» YOUR GOAL: Recast the material below as a numbered list with one item per line, and leave out any blank lines.

» DATASET CONTENT:
---

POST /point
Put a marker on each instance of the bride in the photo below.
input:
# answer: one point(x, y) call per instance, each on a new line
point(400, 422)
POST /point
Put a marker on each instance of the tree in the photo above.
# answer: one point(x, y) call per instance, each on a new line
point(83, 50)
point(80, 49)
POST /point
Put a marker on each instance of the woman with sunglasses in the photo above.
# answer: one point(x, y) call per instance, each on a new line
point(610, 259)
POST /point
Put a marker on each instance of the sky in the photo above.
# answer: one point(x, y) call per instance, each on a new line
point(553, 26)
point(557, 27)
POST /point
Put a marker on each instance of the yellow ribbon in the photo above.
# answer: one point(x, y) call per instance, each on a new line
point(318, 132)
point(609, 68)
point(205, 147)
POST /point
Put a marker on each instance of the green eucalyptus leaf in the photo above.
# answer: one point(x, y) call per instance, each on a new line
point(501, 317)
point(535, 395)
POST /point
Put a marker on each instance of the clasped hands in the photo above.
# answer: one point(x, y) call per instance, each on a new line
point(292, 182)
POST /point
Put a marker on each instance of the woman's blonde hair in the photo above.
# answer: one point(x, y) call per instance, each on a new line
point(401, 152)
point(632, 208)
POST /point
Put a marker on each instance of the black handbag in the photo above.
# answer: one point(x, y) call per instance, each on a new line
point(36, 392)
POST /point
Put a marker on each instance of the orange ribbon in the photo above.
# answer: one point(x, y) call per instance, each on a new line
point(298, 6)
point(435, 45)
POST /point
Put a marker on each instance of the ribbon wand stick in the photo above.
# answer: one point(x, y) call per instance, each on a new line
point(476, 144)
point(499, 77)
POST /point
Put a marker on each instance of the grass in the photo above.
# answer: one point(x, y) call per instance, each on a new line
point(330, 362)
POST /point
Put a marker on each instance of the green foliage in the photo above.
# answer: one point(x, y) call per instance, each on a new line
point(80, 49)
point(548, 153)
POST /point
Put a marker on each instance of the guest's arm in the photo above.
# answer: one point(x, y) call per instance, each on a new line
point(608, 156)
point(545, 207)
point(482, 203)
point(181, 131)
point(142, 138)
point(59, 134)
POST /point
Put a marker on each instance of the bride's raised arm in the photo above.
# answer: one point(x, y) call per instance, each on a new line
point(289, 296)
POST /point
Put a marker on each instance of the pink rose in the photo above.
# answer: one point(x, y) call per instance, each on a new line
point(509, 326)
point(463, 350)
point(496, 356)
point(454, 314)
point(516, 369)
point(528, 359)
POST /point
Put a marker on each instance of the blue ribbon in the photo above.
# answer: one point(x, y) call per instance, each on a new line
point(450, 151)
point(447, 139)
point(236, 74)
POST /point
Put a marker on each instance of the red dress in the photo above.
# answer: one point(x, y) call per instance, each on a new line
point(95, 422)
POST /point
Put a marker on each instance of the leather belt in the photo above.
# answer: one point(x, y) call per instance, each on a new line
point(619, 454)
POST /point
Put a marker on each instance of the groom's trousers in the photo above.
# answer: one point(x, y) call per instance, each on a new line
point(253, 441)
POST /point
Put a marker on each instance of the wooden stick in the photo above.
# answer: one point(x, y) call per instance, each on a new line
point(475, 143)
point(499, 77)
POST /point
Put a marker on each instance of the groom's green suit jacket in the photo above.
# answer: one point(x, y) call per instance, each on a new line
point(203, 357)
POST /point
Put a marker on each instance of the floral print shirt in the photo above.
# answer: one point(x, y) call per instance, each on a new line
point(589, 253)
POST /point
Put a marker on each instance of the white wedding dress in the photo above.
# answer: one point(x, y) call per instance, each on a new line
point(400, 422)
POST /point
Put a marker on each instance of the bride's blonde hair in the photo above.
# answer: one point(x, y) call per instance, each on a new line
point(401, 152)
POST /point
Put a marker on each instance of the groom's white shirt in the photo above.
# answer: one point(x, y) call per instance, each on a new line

---

» THE OUTPUT:
1. POST /point
2. Put a marker on each instance of the bride in the photo below.
3. input:
4. # answer: one point(x, y) call per instance, each on a new line
5. point(400, 422)
6. POST /point
7. Put a marker on each instance of the tree in the photo above.
8. # answer: one point(x, y) call per instance, each on a new line
9. point(83, 50)
10. point(80, 49)
11. POST /point
12. Put a marker on each instance of the woman with sunglasses in the photo above.
13. # answer: one point(x, y) call per instance, each on a new line
14. point(610, 259)
15. POST /point
16. Put a marker on each instance of the sky in the photo above.
17. # answer: one point(x, y) call per instance, each on a new line
18. point(553, 26)
19. point(557, 27)
20. POST /point
21. Put a marker on each instance of the yellow ribbon in the photo above.
22. # answer: one point(x, y) call per instance, each on a new line
23. point(318, 132)
24. point(609, 68)
25. point(205, 147)
26. POST /point
27. Put a marker on each instance of the green eucalyptus leaf in the photo above.
28. # answer: one point(x, y) call per instance, each on a new line
29. point(501, 317)
30. point(535, 395)
31. POST /point
32. Put a marker on each instance of the clasped hands in the photo above.
33. # answer: one point(x, y) call per instance, each on a new line
34. point(292, 182)
35. POST /point
36. Put a marker on each instance of the woman's blonde hair in the photo above.
37. # answer: one point(x, y) call per instance, each on a new line
38. point(401, 152)
39. point(632, 208)
40. POST /point
41. Put a marker on each instance of the black handbag in the photo above.
42. # answer: one point(x, y) call per instance, each on a new line
43. point(36, 392)
44. POST /point
45. Put a marker on each instance of the orange ribbon in the photo above.
46. # answer: one point(x, y) call per instance, each on a new line
47. point(298, 6)
48. point(435, 45)
49. POST /point
50. Put a marker on each instance of the ribbon wand stick in the photo above.
51. # answer: one point(x, y) call per instance, each on a new line
52. point(476, 144)
53. point(499, 77)
54. POST /point
55. Put a marker on each instance of the grass in the photo above.
56. # answer: one point(x, y) call per instance, each on a new line
57. point(330, 362)
58. POST /point
59. Put a marker on each instance of the green foliage in the photo above.
60. # answer: one point(x, y) call per instance, each on a new line
61. point(80, 49)
62. point(548, 153)
63. POST /point
64. Put a marker on each instance of the guest's arm in the photo above.
65. # answer: one point(x, y) call per instance, each on a new line
66. point(608, 156)
67. point(545, 207)
68. point(482, 203)
69. point(181, 131)
70. point(142, 138)
71. point(59, 134)
72. POST /point
73. Put a marker on each instance of the bride's raised arm in the photo above.
74. # answer: one point(x, y) call per instance, each on a new line
75. point(289, 296)
76. POST /point
77. Put a marker on each instance of the pink rose in the photo above.
78. # answer: one point(x, y) call per instance, each on a new line
79. point(509, 326)
80. point(463, 350)
81. point(496, 356)
82. point(454, 314)
83. point(516, 369)
84. point(528, 359)
85. POST /point
86. Put a marker on each instance of the blue ribbon in the photo above.
87. # answer: one point(x, y) call per instance, each on a new line
88. point(450, 151)
89. point(447, 139)
90. point(236, 74)
91. POST /point
92. Put a marker on each instance of the red dress in the photo above.
93. # answer: one point(x, y) call per instance, each on a new line
94. point(95, 422)
95. POST /point
96. Put a marker on each instance of the leather belt in the photo above.
97. # answer: one point(x, y) call per instance, each on a new line
98. point(619, 454)
99. POST /point
100. Put a marker on each instance of the groom's trousers in the photo above.
101. # answer: one point(x, y) call per instance, each on a new line
102. point(253, 441)
103. POST /point
104. Put a marker on each instance of the wooden stick in the photo above.
105. # answer: one point(x, y) call per instance, each on a new line
106. point(475, 143)
107. point(499, 77)
108. POST /point
109. Put a marker on each instance of the groom's green suit jacket in the photo above.
110. # answer: one point(x, y) call per instance, each on a new line
111. point(203, 357)
112. POST /point
113. Put a marker on each instance of the floral print shirt in the photo above.
114. # answer: one point(x, y) call per instance, each on a new line
115. point(589, 253)
116. POST /point
117. Put a marker on each instance of the white wedding dress in the photo above.
118. # answer: one point(x, y) call per instance, each on a new line
119. point(400, 422)
120. POST /point
121. Put a marker on each instance of the bride's blonde hair in the photo above.
122. # answer: one point(x, y) call per instance, each on a new line
123. point(401, 152)
124. POST /point
125. Put a marker on each instance of the groom's white shirt in the photo above.
126. # answer: one point(x, y) call per instance, each on a new line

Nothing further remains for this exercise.